I commonly admit patients to the hospital who happen to be taking either Aricept or memantine (or both) in an effort to slow the cognitive decline of dementia. Aricept is a cholinesterase inhibitor, abbreviated ChEI below.

A meta-analysis published in November 2018 in JAMA Network suggests that folks taking those drugs have a more rapid cognitive decline compared to those who don’t. Moreover, the rate of decline for those taking memantine, with or without ChEIs, was faster than those receiving ChEIs only or receiving neither medication.

A typical dose of Aricept (donepezil) is 10 mg/day. The average wholesale price for that pill is $20.23 (USD). One brand of memantine is called Namenda, and the usual dose is 10 mg twice daily. Average wholesale dose for that is $17.80/day.  Take both those drugs daily for one month and it’s $1,140.90. Or $13,690.80 for a year. And that’s the wholesale price.

I can think of a few better uses of that money.

********************

=== Exercise instructions ===
In the passage on dementia drugs, when and where was the meta-analysis published?

=== Image-backed grounding data ===
********************

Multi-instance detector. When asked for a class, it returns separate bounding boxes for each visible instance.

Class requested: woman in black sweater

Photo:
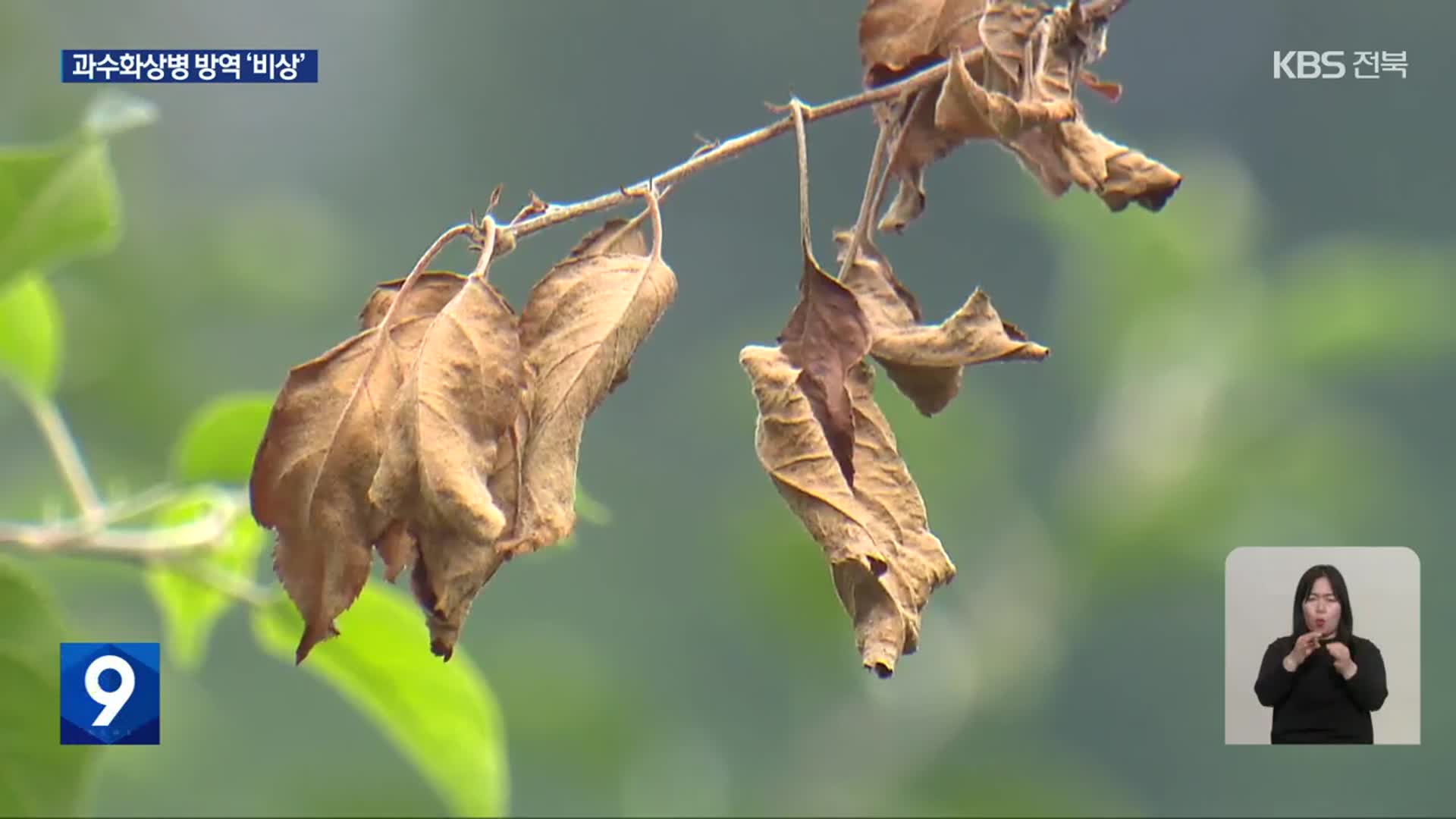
[1254,566,1386,745]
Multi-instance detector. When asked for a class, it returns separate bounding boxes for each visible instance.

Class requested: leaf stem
[789,99,817,256]
[494,55,949,244]
[16,383,102,522]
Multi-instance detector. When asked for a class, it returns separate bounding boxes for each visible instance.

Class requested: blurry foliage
[0,14,1456,814]
[0,558,96,816]
[0,274,61,395]
[253,583,508,816]
[0,96,512,816]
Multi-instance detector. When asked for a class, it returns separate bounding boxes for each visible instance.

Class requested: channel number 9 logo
[61,642,162,745]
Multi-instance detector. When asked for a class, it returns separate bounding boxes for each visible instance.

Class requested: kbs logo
[1274,51,1345,80]
[1274,51,1405,80]
[61,642,162,745]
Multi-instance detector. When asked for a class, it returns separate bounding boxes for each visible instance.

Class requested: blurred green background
[0,0,1456,816]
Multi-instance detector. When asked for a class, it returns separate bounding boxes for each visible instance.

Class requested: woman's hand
[1325,642,1356,679]
[1284,631,1328,673]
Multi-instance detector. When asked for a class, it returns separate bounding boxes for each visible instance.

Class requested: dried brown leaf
[859,0,1181,232]
[738,345,956,676]
[566,218,648,261]
[359,270,464,329]
[370,277,527,659]
[859,0,986,87]
[498,220,677,554]
[779,239,869,485]
[249,280,463,661]
[836,234,1050,417]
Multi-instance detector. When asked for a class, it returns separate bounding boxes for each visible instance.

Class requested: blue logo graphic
[61,642,162,745]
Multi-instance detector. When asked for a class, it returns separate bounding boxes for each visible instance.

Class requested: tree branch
[500,55,949,246]
[14,383,102,520]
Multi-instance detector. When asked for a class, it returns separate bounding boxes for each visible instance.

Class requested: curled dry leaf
[497,221,677,555]
[369,275,527,659]
[359,270,477,329]
[859,0,1182,232]
[738,345,956,676]
[249,277,464,661]
[836,233,1051,417]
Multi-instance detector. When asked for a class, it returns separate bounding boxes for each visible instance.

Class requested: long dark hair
[1293,563,1356,645]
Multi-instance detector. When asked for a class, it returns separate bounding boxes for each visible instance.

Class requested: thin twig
[0,486,240,558]
[502,61,949,245]
[16,383,102,520]
[477,215,500,278]
[155,560,277,606]
[789,98,818,258]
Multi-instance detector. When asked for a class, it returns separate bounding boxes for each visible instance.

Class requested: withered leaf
[842,237,1051,417]
[359,270,464,329]
[859,0,986,87]
[369,277,527,659]
[1051,121,1182,213]
[779,244,869,485]
[249,280,463,661]
[859,0,1181,232]
[566,218,648,261]
[497,220,677,555]
[738,345,956,676]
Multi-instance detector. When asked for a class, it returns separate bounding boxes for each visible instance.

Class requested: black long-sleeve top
[1254,637,1386,743]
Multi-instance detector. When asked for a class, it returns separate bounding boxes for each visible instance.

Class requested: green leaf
[1266,237,1456,375]
[146,491,266,670]
[253,585,508,816]
[172,392,274,484]
[0,272,61,395]
[0,136,121,284]
[576,479,611,526]
[0,560,95,816]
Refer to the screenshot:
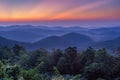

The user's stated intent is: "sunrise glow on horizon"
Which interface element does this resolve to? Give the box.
[0,0,120,26]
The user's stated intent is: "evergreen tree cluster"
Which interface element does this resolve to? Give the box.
[0,45,120,80]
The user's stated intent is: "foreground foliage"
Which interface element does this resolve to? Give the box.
[0,45,120,80]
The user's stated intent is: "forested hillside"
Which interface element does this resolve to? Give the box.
[0,45,120,80]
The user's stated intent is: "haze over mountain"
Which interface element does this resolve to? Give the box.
[0,25,120,43]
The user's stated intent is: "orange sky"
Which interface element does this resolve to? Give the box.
[0,0,120,22]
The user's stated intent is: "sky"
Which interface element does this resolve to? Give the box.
[0,0,120,26]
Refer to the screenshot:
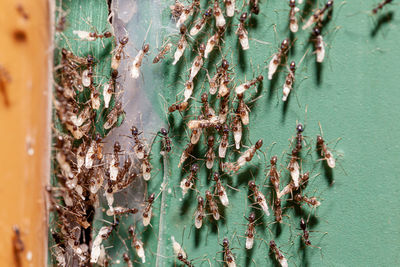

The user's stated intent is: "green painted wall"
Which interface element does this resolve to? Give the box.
[52,0,400,266]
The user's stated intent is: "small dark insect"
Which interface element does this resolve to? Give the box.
[190,8,212,36]
[143,193,156,226]
[294,194,321,207]
[372,0,393,14]
[282,61,296,101]
[153,43,172,63]
[302,0,333,30]
[268,39,289,80]
[128,225,146,263]
[131,44,150,79]
[13,225,25,253]
[180,163,199,196]
[246,212,256,249]
[269,240,289,267]
[236,12,250,50]
[289,0,300,32]
[312,27,325,63]
[248,181,270,216]
[213,172,229,207]
[111,36,129,70]
[178,252,193,267]
[0,65,11,107]
[300,218,311,246]
[160,128,171,153]
[172,24,188,65]
[317,135,336,168]
[206,190,220,221]
[206,135,215,170]
[194,196,205,229]
[72,30,113,41]
[250,0,260,15]
[222,238,236,267]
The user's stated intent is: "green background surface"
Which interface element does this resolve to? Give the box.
[53,0,400,266]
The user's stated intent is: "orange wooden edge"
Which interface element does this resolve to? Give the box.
[0,0,52,266]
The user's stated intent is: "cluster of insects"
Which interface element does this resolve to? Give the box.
[46,0,352,267]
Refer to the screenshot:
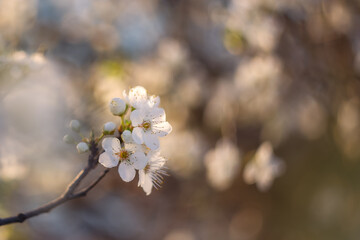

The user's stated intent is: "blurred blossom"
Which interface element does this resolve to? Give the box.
[129,58,173,95]
[161,129,206,178]
[336,98,360,158]
[94,77,126,108]
[205,139,241,191]
[229,208,263,240]
[158,39,189,67]
[226,1,281,52]
[235,55,282,120]
[244,142,285,191]
[164,229,196,240]
[177,77,204,107]
[205,79,239,128]
[296,98,326,139]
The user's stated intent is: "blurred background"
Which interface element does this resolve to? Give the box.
[0,0,360,240]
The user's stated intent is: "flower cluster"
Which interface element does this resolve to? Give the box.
[243,142,285,192]
[99,86,172,195]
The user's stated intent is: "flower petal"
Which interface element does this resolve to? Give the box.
[144,108,166,123]
[152,122,172,137]
[130,110,145,127]
[142,174,153,195]
[128,86,147,108]
[138,169,145,187]
[99,152,119,168]
[148,95,160,108]
[102,137,121,152]
[132,127,144,144]
[118,161,136,182]
[144,132,160,150]
[130,151,148,170]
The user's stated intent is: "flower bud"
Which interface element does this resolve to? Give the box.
[70,120,81,132]
[63,135,75,144]
[104,122,116,135]
[109,98,126,116]
[76,142,89,153]
[121,130,133,143]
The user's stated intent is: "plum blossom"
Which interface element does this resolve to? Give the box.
[76,142,89,153]
[109,98,126,116]
[99,137,148,182]
[69,120,81,132]
[123,86,148,108]
[123,86,160,109]
[103,122,116,134]
[130,107,172,150]
[243,142,285,191]
[138,151,168,195]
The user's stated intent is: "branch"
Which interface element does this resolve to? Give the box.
[0,141,109,226]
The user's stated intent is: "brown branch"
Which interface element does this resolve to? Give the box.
[0,141,109,226]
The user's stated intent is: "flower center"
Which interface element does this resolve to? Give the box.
[141,121,151,130]
[144,164,150,174]
[116,150,130,161]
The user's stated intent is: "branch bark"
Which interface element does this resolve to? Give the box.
[0,141,109,226]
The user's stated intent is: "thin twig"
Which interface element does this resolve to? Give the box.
[0,141,109,226]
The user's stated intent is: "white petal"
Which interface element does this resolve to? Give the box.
[138,169,145,187]
[118,161,136,182]
[147,151,166,170]
[102,137,121,152]
[144,132,160,150]
[128,86,147,108]
[130,110,145,127]
[130,151,148,170]
[148,95,160,108]
[121,130,133,143]
[145,108,166,123]
[142,174,153,195]
[152,122,172,137]
[132,127,144,144]
[99,152,119,168]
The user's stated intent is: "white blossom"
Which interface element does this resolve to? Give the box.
[138,151,168,195]
[243,142,285,191]
[76,142,89,153]
[104,122,116,134]
[130,107,172,150]
[99,137,148,182]
[123,86,148,108]
[63,135,75,144]
[109,98,126,116]
[69,120,81,132]
[121,130,134,143]
[123,86,160,109]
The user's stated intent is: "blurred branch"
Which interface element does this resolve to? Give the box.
[0,141,109,226]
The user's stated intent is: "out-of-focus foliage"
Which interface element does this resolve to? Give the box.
[0,0,360,240]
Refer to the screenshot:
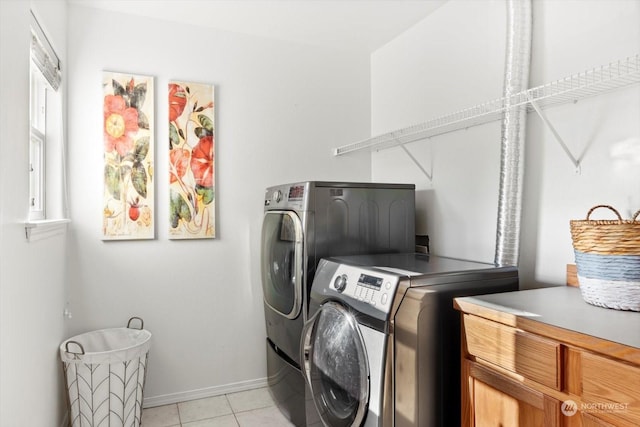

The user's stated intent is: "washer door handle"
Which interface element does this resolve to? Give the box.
[300,311,319,386]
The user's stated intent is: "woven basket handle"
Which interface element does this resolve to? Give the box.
[587,205,624,223]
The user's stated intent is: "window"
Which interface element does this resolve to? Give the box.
[29,65,47,220]
[26,10,68,240]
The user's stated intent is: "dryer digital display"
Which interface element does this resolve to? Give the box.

********************

=== Solution for this problem ===
In November 2018, in JAMA Network.